Dataset entries:
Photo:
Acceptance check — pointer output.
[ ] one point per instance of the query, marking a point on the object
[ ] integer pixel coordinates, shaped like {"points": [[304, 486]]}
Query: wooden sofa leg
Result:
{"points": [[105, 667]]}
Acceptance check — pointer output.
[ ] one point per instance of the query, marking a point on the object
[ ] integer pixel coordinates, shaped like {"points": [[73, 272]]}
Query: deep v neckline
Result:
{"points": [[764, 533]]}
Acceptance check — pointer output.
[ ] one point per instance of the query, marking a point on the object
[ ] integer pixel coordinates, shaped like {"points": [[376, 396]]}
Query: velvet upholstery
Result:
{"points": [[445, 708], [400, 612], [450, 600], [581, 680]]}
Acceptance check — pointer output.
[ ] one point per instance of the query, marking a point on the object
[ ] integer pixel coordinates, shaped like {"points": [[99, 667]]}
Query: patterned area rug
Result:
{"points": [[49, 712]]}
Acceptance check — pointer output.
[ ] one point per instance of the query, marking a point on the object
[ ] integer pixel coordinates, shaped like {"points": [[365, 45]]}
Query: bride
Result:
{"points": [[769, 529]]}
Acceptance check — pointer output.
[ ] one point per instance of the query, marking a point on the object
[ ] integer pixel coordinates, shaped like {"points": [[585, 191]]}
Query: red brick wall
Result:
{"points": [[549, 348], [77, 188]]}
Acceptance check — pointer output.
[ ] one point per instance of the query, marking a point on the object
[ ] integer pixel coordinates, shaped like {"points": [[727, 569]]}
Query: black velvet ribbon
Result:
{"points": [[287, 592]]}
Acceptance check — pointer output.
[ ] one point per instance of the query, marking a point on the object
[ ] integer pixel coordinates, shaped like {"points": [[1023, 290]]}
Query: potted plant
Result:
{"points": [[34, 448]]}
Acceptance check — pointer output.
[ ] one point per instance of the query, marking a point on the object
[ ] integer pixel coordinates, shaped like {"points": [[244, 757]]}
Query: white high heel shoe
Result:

Exercise task:
Each line above is to be repeated exactly.

Finished exercise:
Photo:
Acceptance check — pointer output.
[ ] one point per instance of the query, marking a point on the object
[ ] integer pixel coordinates, shaped like {"points": [[304, 486]]}
Query: wooden sofa leg
Result:
{"points": [[105, 667]]}
Acceptance check — pointer output.
[ ] one point per instance of the query, marking a point on the object
[ ] integer pixel coordinates, shaped like {"points": [[73, 272]]}
Query: deep v neckline
Result:
{"points": [[764, 533]]}
Acceptance check — pointer output.
[ ] one point per instance of the query, marking a point on the object
[ ] integer pixel coordinates, shaped like {"points": [[376, 396]]}
Query: velvet upholstery
Result:
{"points": [[445, 708], [400, 612], [450, 600], [581, 680]]}
Acceptance check — pointer output.
[ ] one point per instance of the query, marking a point on the object
[ ] integer pixel coordinates, shaped like {"points": [[99, 667]]}
Query: patterned area rug
Result:
{"points": [[49, 712]]}
Acceptance check — pointer output.
[ ] one point per instance of the query, marking a point on the object
[ ] integer pixel coordinates, shaped like {"points": [[365, 45]]}
Query: bride
Result:
{"points": [[769, 529]]}
Acceptance check — pointer output.
[ ] one point per instance of the query, marking a point on the object
[ ] integer pixel coordinates, shaped like {"points": [[585, 191]]}
Query: red brick wall
Result:
{"points": [[549, 348], [77, 188]]}
Acceptance check — pointer output.
[ ] one point per instance of the query, marking a point on the object
[ ] integer pixel coordinates, shaped like {"points": [[727, 569]]}
Query: black velvet ribbon
Result:
{"points": [[287, 592]]}
Acceptance check — pointer output.
[ ] one point per instance of the query, marking a point on the object
[ ] integer pixel coordinates, shaped like {"points": [[1023, 290]]}
Query: potted plant
Result:
{"points": [[34, 448]]}
Acceptance check — pointer output.
[ ] one point per instance of the query, marking a point on the object
[ ] integer pixel coordinates, shaped like {"points": [[244, 757]]}
Query: white high heel shoe
Result:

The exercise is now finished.